══ Page extract
The use of third-party releases in Chapter 11 has become more permissible in recent years, and, because it is such a potent tool, the exact contours and limits of these releases have been hotly debated. We first blogged about third-party releases last year in our series on the confirmation-related recommendations in the ABI Commission Report. As a part of that post, we covered the Eleventh Circuit’s Seaside opinion regarding third-party releases. As a follow-up, we’ll now review last month’s HWA Properties, Inc. opinion out of the Middle District of Florida. HWA, which applies Seaside, provides a good illustration of the limits of the third-party releases.
Case Background
HWA Properties, Inc., represented by our friends at Stichter, Riedel, Blain & Postler, P.A., filed its Chapter 11 case in the Middle District of Florida. HWA was a corporation owned by real estate developers, Mr. and Ms. Albright, who also owned or controlled numerous other real estate entities. Shortly before filing, HWA owned 13 undeveloped lots and 5 acres of vacant land in Florida and vacant land in Michigan. HWA had transferred several of the lots prior to bankruptcy. Some creditors asserted in the bankruptcy case that the transfer was, under § 548, an avoidable fraudulent transfer.
The Debtor and the Albrights negotiated a global settlement with their creditors. Consenting creditors included BB&T, FineMark National Bank & Trust, Least, LLC, FMIRE, Inc., and BCB Tarpon, LLC. Under the settlement, each of those creditors was to release HWA, the Albrights, and their other entities in exchange for cash or for the land owned by HWA prior to the transfers.
The global settlement required, as a condition precedent to its enforceability, that the bankruptcy court enter a bar order barring all claims against BCB Tarpon (the recipient of all shares of HWA under the plan), the Albrights, and their entities “that relate in any way to the Debtor.” The settlement did not include the Davis Group, which held the senior mortgage on four of the lots that the debtor transferred before filing. Under its plan, HWA proposed to restructure the mortgage by lowering the interest rate from 12% to 6% and extending the maturity rate from July 2016 to fifteen years after confirmation. The global settlement also did not include Community & Southern Bank. Although not one of HWA’s creditors, C&S held a $1,912,000 judgment against Mr. Albright.
The United States Trustee, the Davis Group, and C&S objected to the bar order. They contended that the proposed release and bar order (as well as the Plan, which incorporated those provisions) could not be confirmed. The bankruptcy court agreed and denied confirmation of the plan and approval of the compromise.
════
══ Records
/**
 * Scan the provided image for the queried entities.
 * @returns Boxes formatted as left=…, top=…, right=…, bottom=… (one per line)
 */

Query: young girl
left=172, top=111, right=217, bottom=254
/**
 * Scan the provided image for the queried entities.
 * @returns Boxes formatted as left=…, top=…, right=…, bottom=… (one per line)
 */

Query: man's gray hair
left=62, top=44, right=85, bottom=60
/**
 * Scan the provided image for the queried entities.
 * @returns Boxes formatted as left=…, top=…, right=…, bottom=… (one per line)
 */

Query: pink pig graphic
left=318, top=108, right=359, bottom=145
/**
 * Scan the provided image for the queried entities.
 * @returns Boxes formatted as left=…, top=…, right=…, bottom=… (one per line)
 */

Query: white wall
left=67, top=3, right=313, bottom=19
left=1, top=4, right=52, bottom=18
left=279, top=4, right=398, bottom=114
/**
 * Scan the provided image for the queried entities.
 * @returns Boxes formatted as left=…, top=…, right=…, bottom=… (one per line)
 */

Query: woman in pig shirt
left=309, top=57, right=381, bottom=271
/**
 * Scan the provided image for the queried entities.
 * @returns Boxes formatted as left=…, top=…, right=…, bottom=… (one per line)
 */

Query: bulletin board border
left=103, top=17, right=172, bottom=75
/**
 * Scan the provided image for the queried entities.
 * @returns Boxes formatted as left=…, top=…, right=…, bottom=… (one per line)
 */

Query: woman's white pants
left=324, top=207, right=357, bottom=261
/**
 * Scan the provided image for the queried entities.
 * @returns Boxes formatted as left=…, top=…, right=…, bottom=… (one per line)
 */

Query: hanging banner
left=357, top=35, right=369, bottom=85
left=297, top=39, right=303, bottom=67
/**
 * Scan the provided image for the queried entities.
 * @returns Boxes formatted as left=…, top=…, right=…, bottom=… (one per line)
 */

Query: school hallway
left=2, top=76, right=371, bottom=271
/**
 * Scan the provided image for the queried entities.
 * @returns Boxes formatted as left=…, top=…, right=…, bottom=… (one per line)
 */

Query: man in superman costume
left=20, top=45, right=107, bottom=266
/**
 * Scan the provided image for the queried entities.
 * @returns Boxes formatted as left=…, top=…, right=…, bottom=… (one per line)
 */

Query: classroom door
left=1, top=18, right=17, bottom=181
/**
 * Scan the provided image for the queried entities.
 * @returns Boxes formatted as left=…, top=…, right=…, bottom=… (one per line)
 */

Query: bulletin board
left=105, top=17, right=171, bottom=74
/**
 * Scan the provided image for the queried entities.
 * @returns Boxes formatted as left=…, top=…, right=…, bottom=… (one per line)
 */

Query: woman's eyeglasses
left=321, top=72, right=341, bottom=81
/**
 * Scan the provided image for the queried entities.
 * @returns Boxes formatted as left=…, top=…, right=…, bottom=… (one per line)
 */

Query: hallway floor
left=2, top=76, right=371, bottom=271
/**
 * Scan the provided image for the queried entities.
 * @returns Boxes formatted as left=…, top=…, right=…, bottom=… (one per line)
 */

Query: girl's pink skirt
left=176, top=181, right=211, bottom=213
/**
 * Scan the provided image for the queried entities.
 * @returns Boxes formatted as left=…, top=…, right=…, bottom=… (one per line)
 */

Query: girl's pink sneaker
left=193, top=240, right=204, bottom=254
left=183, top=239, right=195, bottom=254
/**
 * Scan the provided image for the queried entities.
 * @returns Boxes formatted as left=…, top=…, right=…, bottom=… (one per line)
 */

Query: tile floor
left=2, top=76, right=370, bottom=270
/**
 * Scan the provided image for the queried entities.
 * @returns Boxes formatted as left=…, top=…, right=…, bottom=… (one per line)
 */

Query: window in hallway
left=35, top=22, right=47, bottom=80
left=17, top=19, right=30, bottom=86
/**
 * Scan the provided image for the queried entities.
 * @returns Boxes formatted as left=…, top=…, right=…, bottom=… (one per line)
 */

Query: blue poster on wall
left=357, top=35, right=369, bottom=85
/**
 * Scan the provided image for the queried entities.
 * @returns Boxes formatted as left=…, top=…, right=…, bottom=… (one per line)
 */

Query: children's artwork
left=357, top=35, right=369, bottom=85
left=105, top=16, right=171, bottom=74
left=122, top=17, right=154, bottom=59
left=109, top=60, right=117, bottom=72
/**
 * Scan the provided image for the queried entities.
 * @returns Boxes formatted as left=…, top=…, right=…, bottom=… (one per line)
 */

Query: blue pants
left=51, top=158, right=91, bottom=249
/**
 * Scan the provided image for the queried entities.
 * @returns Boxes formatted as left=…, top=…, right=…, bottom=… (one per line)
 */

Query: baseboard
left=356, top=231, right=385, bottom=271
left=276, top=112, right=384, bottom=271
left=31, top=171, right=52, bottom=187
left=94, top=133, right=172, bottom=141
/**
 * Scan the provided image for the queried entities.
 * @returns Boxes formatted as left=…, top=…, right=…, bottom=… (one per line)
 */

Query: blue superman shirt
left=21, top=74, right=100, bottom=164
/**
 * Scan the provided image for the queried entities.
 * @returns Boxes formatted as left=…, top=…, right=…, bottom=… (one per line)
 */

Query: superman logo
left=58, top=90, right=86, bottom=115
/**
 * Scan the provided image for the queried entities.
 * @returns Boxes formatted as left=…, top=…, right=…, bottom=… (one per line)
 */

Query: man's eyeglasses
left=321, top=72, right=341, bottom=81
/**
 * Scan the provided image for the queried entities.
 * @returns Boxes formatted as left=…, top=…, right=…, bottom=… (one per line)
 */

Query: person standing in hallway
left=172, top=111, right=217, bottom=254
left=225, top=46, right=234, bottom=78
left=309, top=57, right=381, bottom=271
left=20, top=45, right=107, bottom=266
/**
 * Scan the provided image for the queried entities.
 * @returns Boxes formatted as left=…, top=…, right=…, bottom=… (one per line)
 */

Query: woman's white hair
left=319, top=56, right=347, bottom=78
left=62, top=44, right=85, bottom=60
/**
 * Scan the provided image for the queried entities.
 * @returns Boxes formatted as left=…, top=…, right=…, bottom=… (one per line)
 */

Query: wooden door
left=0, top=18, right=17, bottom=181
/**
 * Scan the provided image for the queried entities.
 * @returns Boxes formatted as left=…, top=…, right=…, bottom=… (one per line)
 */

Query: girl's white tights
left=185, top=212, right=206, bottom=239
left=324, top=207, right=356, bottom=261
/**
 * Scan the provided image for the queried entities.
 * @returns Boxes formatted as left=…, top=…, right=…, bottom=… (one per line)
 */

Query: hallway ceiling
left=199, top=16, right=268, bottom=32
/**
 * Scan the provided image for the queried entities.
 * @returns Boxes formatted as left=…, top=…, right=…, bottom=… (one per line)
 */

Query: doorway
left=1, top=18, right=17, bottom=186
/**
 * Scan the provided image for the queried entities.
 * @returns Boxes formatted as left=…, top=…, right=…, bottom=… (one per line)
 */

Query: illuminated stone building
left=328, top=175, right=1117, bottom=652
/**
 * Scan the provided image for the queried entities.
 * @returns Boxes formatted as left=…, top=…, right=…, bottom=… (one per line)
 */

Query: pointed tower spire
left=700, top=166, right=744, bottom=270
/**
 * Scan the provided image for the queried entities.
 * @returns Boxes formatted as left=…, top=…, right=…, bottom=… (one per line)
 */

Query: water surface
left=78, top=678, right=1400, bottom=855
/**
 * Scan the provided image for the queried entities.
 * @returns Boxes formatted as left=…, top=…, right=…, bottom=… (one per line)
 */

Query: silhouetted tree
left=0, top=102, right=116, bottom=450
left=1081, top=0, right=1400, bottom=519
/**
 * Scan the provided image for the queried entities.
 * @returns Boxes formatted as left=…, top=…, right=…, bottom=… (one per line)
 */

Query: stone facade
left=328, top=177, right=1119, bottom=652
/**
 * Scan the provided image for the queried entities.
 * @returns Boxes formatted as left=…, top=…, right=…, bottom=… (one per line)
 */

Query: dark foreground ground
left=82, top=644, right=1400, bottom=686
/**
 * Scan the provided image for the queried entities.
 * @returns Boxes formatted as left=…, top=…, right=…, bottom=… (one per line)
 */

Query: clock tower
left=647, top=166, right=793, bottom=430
════
#### [What you will do]
(1) In the post on third-party releases in Chapter 11, what interest rate did HWA's plan propose for the Davis Group's mortgage?
(2) Locate each line of the records that contains the word "tower", and copy those lines.
The records are unrelated to the text about third-party releases.

#### [Task results]
(1) 6%, lowered from 12%.

(2)
Query: pointed tower spire
Query: clock tower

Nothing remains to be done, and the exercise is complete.